**YOUR TASK**
Pull out each row below that contains the word "hair", and copy those rows in their original order.

● ● ● ● ●

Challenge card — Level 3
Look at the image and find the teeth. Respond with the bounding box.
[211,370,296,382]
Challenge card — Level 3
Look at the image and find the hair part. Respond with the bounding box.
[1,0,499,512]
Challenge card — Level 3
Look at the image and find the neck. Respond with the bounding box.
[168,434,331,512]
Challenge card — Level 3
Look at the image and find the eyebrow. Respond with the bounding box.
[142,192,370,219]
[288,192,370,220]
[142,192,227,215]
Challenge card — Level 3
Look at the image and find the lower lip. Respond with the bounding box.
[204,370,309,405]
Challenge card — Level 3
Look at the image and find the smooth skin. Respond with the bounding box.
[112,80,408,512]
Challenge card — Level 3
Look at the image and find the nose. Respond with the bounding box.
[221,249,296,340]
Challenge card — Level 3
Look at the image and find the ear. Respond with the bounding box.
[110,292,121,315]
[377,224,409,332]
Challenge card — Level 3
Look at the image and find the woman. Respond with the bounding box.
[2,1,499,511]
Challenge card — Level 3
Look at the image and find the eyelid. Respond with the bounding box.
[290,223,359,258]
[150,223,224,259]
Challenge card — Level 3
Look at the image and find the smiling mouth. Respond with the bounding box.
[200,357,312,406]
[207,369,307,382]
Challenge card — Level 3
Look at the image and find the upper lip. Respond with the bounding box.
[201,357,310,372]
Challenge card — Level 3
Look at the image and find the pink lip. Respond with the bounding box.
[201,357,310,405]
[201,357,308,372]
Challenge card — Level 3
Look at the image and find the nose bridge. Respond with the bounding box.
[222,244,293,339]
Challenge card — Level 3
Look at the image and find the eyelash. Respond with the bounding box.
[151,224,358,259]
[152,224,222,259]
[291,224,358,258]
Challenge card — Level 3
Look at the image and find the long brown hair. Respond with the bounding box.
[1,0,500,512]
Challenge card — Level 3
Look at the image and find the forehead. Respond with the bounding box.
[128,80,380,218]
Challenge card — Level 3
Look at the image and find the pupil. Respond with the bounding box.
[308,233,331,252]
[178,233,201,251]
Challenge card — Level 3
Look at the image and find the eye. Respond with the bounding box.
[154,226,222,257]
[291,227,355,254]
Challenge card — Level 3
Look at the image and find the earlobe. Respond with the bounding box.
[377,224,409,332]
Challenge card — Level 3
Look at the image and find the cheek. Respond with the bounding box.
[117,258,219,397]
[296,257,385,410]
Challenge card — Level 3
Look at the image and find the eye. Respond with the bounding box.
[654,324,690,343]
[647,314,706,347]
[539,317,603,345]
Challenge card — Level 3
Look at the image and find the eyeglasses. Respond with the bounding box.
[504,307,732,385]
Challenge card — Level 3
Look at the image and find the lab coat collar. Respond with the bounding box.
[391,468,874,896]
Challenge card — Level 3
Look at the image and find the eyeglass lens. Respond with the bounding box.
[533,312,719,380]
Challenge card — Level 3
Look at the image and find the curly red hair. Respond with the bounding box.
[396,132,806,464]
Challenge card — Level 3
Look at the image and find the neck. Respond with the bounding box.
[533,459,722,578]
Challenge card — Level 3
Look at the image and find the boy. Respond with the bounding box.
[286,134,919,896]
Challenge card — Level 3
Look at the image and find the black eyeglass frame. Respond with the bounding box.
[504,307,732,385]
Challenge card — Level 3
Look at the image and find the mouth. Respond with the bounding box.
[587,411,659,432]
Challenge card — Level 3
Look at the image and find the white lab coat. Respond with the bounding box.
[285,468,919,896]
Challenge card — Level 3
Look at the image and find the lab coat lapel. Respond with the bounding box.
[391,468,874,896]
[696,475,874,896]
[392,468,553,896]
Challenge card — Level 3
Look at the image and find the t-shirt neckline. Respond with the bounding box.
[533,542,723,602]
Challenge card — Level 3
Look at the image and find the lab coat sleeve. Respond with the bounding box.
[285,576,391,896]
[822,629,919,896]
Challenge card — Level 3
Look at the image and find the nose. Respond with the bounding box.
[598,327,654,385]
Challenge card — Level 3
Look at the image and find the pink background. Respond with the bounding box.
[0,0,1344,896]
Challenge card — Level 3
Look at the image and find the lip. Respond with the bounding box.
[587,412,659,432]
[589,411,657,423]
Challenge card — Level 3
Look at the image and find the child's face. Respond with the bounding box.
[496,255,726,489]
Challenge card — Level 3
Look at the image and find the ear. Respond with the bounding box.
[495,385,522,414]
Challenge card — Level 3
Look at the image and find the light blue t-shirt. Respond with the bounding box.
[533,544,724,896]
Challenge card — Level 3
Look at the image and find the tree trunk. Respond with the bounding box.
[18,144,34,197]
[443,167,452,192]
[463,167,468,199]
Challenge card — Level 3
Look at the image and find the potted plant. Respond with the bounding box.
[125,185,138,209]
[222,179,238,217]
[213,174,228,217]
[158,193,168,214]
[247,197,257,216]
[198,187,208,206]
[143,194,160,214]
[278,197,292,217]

● ● ● ● ●

**TASK RESULT**
Look at the image and find the hair part. Respond with the bounding box.
Look at the image and find the long brown hair. Respond with the bounding box.
Look at the image and find the curly red hair. Respond with the bounding box.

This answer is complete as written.